Exercise brief: Please update the lines starting at the one containing "Where can you see the black suit" and ending at the one containing "point(446, 1029)", changing "Markers" to "Positions" and leaving everything else as it is. Give back only those lines.

Information supplied:

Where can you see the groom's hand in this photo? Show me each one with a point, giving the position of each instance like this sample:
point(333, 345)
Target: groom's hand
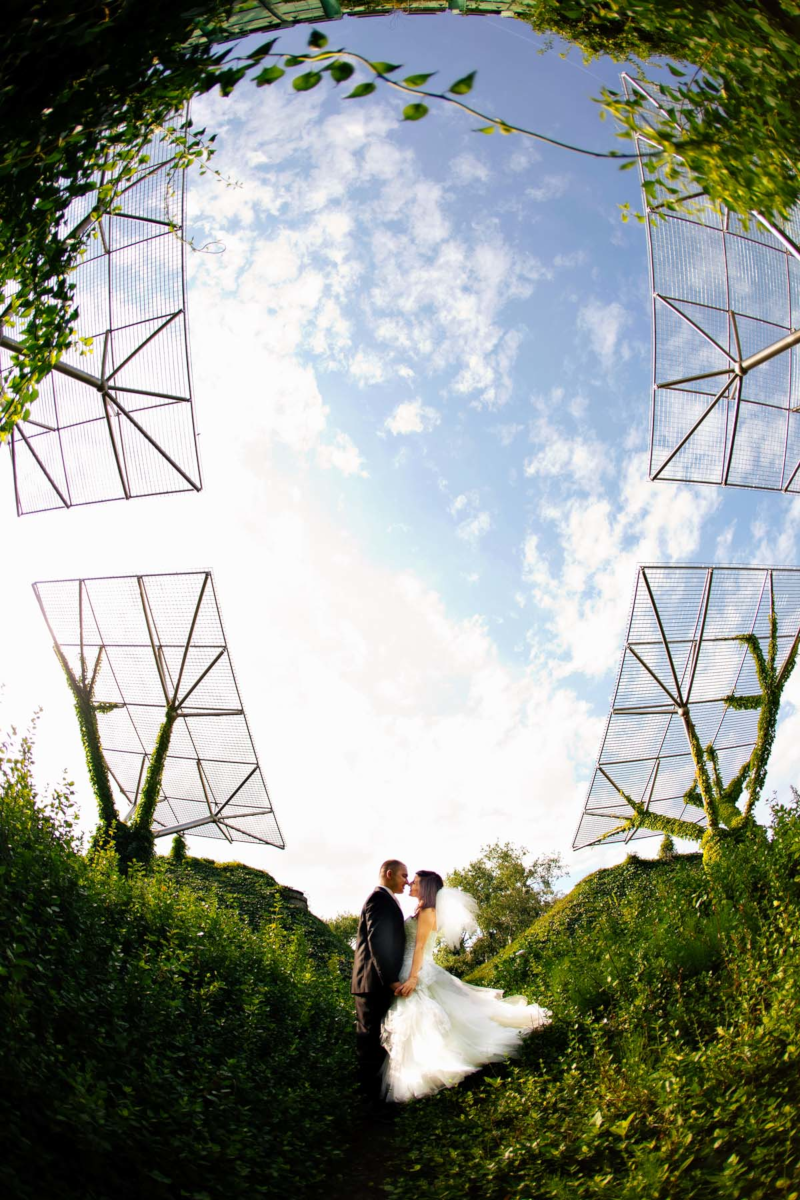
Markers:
point(407, 988)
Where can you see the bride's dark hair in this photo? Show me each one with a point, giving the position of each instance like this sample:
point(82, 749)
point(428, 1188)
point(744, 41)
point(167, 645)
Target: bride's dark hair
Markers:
point(431, 883)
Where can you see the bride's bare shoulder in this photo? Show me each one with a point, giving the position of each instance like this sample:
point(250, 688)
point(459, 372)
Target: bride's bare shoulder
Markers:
point(427, 919)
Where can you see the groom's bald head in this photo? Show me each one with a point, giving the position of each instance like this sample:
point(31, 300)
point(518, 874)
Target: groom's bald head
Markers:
point(394, 875)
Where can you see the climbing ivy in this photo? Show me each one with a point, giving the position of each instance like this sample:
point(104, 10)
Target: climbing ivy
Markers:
point(132, 841)
point(726, 820)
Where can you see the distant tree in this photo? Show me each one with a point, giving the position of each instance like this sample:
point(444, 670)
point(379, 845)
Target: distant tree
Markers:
point(179, 850)
point(511, 891)
point(667, 849)
point(132, 840)
point(344, 925)
point(84, 89)
point(738, 119)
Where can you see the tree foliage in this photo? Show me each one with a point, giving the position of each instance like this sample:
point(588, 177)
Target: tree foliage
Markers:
point(84, 90)
point(511, 891)
point(152, 1044)
point(671, 1068)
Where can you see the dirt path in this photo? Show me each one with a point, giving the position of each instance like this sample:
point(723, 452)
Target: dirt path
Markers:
point(368, 1163)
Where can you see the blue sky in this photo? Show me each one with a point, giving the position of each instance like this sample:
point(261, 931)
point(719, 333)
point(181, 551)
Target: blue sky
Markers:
point(422, 377)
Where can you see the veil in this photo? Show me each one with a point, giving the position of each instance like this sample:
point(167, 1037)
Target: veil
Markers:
point(455, 916)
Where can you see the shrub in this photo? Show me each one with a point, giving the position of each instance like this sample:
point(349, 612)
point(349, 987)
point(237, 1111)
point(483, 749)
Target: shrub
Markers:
point(671, 1068)
point(150, 1042)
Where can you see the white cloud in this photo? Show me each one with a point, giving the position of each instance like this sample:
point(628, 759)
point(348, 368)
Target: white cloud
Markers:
point(602, 534)
point(467, 168)
point(603, 323)
point(413, 417)
point(343, 454)
point(549, 189)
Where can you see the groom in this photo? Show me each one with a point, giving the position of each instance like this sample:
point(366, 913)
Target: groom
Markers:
point(379, 948)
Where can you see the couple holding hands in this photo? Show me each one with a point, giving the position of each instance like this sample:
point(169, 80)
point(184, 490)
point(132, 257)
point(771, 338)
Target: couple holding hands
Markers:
point(417, 1027)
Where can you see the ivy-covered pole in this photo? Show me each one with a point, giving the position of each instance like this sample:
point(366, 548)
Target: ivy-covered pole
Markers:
point(725, 819)
point(142, 821)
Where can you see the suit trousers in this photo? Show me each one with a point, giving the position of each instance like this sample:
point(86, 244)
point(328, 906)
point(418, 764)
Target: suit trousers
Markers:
point(370, 1012)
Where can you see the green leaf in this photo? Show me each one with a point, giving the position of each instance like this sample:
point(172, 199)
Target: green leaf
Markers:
point(269, 75)
point(262, 51)
point(417, 81)
point(362, 89)
point(463, 85)
point(307, 81)
point(341, 71)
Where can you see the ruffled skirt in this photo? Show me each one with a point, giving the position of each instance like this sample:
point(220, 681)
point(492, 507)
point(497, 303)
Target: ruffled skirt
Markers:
point(446, 1030)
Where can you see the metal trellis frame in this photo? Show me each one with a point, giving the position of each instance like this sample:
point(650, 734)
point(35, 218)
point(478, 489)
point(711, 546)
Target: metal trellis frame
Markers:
point(116, 423)
point(152, 641)
point(681, 658)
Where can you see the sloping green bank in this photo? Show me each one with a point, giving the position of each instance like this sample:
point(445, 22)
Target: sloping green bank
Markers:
point(262, 903)
point(151, 1042)
point(671, 1071)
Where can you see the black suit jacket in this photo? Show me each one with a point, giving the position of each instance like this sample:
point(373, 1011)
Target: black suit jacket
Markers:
point(379, 945)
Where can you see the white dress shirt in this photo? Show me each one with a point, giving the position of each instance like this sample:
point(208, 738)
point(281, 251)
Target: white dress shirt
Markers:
point(389, 892)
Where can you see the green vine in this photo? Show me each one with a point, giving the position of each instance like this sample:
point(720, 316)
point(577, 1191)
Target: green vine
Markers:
point(726, 821)
point(132, 843)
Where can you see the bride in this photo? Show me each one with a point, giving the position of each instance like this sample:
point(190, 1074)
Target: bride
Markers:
point(439, 1030)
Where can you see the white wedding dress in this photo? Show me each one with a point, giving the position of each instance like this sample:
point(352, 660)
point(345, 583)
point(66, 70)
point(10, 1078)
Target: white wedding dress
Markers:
point(446, 1029)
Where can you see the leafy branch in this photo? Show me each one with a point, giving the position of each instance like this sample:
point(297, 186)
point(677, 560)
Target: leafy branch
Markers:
point(725, 816)
point(340, 66)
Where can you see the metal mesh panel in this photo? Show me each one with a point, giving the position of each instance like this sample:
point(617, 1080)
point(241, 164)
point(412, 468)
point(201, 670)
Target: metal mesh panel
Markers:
point(681, 649)
point(118, 423)
point(726, 300)
point(154, 640)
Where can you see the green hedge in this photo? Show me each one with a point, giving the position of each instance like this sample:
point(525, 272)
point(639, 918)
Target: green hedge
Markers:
point(672, 1068)
point(152, 1044)
point(263, 903)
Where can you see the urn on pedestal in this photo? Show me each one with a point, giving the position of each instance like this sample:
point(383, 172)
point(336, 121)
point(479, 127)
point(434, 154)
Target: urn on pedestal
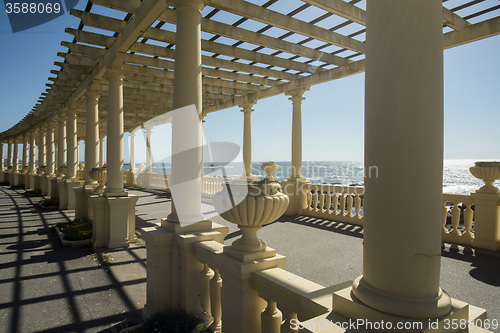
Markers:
point(251, 205)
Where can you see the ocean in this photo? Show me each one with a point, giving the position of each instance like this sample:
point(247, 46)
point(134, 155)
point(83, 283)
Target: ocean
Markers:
point(456, 176)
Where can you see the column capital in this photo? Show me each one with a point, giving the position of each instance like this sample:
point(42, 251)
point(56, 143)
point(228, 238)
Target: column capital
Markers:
point(296, 94)
point(246, 107)
point(190, 4)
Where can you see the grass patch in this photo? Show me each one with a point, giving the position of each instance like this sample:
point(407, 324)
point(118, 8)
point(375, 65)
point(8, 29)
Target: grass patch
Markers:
point(76, 230)
point(174, 322)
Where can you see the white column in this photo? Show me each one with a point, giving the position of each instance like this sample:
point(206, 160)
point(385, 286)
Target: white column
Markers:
point(149, 164)
point(72, 165)
point(41, 147)
point(9, 153)
point(296, 98)
point(15, 157)
point(114, 142)
point(132, 151)
point(247, 139)
point(101, 151)
point(31, 153)
point(1, 157)
point(25, 151)
point(61, 144)
point(92, 136)
point(50, 149)
point(403, 159)
point(187, 132)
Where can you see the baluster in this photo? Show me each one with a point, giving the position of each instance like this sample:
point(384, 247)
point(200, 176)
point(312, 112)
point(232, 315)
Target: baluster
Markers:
point(290, 325)
point(455, 219)
point(315, 200)
point(205, 276)
point(215, 297)
point(271, 318)
point(468, 217)
point(445, 216)
point(342, 204)
point(335, 202)
point(349, 204)
point(328, 205)
point(309, 199)
point(357, 206)
point(321, 200)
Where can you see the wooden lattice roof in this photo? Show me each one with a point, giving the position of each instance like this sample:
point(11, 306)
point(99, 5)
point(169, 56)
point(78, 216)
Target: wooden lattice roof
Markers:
point(251, 49)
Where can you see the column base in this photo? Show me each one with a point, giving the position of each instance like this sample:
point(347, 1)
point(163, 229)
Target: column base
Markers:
point(113, 220)
point(71, 184)
point(411, 308)
point(349, 307)
point(62, 192)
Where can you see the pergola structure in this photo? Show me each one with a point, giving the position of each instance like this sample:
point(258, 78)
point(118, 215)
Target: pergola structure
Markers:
point(146, 58)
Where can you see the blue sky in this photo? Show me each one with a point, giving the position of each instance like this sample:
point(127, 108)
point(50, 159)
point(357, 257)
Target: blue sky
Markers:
point(332, 112)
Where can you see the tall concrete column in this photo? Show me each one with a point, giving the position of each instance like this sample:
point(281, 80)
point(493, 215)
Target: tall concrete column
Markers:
point(72, 153)
point(32, 157)
point(132, 150)
point(101, 151)
point(92, 136)
point(296, 98)
point(25, 151)
point(15, 157)
point(50, 149)
point(61, 144)
point(9, 153)
point(149, 163)
point(1, 157)
point(247, 139)
point(187, 130)
point(114, 149)
point(403, 155)
point(42, 155)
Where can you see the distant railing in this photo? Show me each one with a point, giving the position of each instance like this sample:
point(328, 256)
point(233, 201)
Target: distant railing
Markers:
point(298, 297)
point(333, 202)
point(211, 186)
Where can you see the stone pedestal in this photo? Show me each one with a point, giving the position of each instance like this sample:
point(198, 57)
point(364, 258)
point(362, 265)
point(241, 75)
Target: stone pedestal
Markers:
point(487, 221)
point(62, 192)
point(52, 187)
point(43, 185)
point(345, 304)
point(71, 184)
point(172, 246)
point(241, 304)
point(18, 179)
point(114, 220)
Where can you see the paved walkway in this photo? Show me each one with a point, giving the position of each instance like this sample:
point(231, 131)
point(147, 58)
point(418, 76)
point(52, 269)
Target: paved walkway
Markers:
point(49, 288)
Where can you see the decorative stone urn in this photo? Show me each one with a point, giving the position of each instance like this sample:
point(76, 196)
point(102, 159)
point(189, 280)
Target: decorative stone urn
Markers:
point(140, 166)
point(251, 205)
point(62, 169)
point(100, 175)
point(42, 169)
point(488, 172)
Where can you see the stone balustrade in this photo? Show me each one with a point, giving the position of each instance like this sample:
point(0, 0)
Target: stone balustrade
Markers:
point(333, 202)
point(458, 219)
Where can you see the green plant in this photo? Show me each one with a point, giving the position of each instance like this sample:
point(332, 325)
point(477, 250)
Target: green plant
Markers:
point(78, 229)
point(174, 322)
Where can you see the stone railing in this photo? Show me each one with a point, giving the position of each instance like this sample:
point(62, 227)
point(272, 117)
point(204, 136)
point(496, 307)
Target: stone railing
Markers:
point(458, 218)
point(333, 202)
point(276, 288)
point(211, 186)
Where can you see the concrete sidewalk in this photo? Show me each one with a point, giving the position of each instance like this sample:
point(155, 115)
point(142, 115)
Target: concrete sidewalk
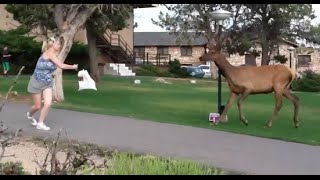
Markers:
point(242, 153)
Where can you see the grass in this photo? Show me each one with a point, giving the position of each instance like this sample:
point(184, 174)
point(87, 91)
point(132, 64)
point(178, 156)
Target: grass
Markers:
point(130, 164)
point(188, 104)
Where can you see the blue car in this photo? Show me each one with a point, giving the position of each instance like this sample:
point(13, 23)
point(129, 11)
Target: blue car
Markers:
point(195, 71)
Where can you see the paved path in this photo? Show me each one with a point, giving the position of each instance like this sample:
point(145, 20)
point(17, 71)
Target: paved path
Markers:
point(251, 155)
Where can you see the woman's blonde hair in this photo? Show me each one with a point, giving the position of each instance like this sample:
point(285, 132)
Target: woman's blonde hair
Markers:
point(48, 43)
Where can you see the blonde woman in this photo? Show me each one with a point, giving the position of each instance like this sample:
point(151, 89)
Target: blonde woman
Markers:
point(41, 81)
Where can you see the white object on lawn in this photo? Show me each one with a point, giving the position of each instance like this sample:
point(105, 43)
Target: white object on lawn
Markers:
point(137, 81)
point(85, 81)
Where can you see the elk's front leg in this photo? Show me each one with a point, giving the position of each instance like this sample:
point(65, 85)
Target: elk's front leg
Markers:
point(231, 99)
point(239, 103)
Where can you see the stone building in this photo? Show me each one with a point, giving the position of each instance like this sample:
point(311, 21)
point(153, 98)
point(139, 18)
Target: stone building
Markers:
point(159, 47)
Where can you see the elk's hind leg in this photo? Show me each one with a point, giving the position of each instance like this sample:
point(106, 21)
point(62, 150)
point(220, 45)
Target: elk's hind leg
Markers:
point(232, 97)
point(295, 101)
point(239, 103)
point(278, 98)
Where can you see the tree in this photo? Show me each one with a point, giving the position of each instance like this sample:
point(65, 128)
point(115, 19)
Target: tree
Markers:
point(97, 24)
point(274, 21)
point(68, 19)
point(250, 23)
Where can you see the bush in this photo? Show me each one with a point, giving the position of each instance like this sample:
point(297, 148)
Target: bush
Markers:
point(11, 168)
point(280, 58)
point(310, 82)
point(151, 70)
point(131, 164)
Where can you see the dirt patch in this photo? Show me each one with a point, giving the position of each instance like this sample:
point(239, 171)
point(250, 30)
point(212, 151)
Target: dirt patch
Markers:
point(28, 151)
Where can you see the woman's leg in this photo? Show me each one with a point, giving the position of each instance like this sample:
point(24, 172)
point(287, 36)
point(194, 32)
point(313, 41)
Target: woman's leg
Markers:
point(36, 106)
point(47, 97)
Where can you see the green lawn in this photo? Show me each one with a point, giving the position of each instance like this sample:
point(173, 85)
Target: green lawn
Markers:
point(188, 104)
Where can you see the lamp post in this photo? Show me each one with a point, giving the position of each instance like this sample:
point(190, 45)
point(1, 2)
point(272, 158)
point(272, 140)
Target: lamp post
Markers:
point(290, 49)
point(219, 15)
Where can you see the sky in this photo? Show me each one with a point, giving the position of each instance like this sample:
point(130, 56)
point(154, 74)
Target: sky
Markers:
point(143, 18)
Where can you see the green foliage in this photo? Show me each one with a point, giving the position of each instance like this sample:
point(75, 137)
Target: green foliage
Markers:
point(310, 82)
point(130, 164)
point(108, 18)
point(250, 23)
point(11, 168)
point(281, 59)
point(33, 15)
point(24, 50)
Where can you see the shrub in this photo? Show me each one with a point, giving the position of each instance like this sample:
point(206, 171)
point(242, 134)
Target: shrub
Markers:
point(151, 70)
point(280, 58)
point(12, 168)
point(310, 82)
point(131, 164)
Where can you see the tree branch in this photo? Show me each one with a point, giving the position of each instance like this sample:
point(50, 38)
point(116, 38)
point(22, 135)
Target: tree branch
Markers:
point(58, 16)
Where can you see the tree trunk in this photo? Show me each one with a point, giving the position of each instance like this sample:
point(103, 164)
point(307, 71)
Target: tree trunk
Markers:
point(58, 83)
point(68, 24)
point(91, 37)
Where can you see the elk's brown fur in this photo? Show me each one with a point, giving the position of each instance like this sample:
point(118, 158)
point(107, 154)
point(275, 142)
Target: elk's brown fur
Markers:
point(247, 80)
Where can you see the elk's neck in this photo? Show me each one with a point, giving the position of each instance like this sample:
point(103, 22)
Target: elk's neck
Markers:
point(224, 66)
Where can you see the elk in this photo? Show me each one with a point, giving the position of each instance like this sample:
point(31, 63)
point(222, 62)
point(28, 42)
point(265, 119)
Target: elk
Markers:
point(250, 80)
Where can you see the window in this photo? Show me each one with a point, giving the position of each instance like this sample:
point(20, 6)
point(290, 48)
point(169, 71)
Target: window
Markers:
point(275, 50)
point(162, 50)
point(139, 51)
point(304, 60)
point(250, 60)
point(186, 51)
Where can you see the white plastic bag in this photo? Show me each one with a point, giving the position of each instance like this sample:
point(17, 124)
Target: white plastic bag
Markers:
point(85, 81)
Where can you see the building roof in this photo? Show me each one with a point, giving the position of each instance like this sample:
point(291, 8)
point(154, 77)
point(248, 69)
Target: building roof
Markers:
point(144, 5)
point(164, 39)
point(170, 39)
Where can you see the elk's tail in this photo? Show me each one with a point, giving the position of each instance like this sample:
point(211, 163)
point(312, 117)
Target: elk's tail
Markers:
point(294, 76)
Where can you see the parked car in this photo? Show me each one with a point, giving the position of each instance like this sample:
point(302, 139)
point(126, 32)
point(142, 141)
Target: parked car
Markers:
point(206, 70)
point(194, 71)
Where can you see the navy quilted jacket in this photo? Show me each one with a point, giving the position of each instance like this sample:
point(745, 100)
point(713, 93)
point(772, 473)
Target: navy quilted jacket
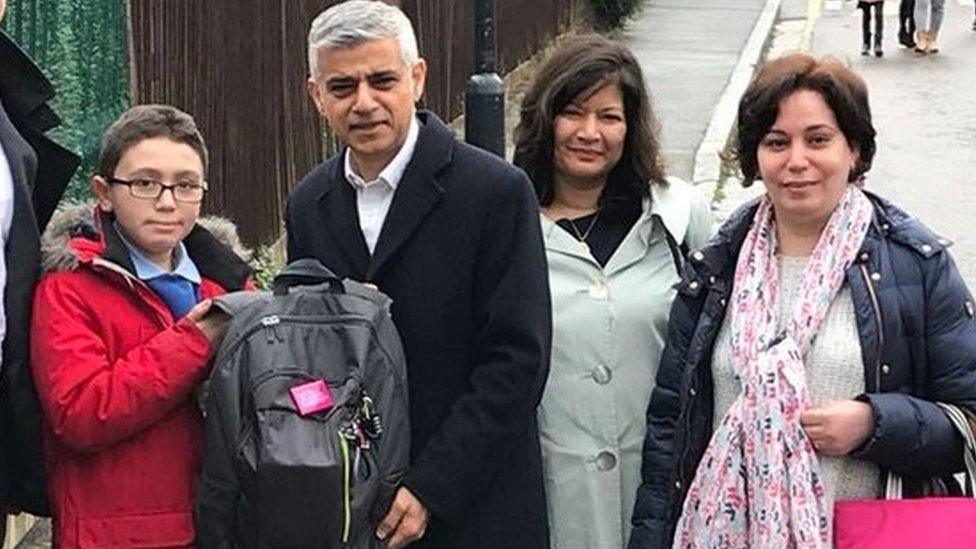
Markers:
point(918, 340)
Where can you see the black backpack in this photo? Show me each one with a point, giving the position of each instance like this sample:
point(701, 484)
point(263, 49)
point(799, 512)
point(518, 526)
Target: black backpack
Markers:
point(273, 476)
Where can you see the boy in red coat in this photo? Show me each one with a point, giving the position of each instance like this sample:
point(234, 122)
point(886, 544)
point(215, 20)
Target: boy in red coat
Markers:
point(121, 337)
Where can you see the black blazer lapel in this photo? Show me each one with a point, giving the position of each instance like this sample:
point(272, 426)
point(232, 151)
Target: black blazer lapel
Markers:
point(418, 191)
point(337, 206)
point(20, 157)
point(24, 92)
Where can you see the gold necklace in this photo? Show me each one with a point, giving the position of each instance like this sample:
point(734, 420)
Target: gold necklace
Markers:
point(581, 237)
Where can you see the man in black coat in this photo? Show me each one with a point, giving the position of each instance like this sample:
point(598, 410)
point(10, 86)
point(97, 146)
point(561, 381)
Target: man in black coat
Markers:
point(35, 172)
point(452, 234)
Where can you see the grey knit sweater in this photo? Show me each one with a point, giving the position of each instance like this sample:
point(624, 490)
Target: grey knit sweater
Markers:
point(835, 371)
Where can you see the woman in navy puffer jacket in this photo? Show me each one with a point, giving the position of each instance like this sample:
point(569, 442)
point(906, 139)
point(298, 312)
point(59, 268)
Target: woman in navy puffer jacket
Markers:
point(912, 310)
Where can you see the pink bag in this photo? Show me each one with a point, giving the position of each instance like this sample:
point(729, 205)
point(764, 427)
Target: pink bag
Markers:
point(894, 523)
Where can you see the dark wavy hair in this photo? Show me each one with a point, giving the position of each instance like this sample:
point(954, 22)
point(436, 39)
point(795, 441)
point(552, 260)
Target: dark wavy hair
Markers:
point(841, 88)
point(575, 71)
point(146, 122)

Result:
Where can you see the black suit jacket in this photo? Show me each one with a point, giving the position of each instance like this sample:
point(373, 1011)
Target: black suit jacket
Positions:
point(379, 945)
Where can you see the white dress shirt in this photo? Show me each one with a point, giving the position of each instance like this sample:
point(208, 738)
point(281, 251)
Target: white dress shirt
Positions:
point(389, 892)
Where can you see the green vine in this photo? Show me each one with a point, giving the position of each instance like this sample:
point(720, 316)
point(577, 1191)
Target: green vine
Positions:
point(726, 821)
point(132, 843)
Where can you see the bride in this photo? Show me each one with a point, giving the position of each instance like this sample:
point(190, 1074)
Target: bride
Positions:
point(439, 1030)
Where can you see the white wedding dress in this photo? Show me each one with a point, giving the position of each instance like this sample:
point(352, 660)
point(345, 583)
point(66, 70)
point(10, 1078)
Target: white wedding dress
Positions:
point(446, 1029)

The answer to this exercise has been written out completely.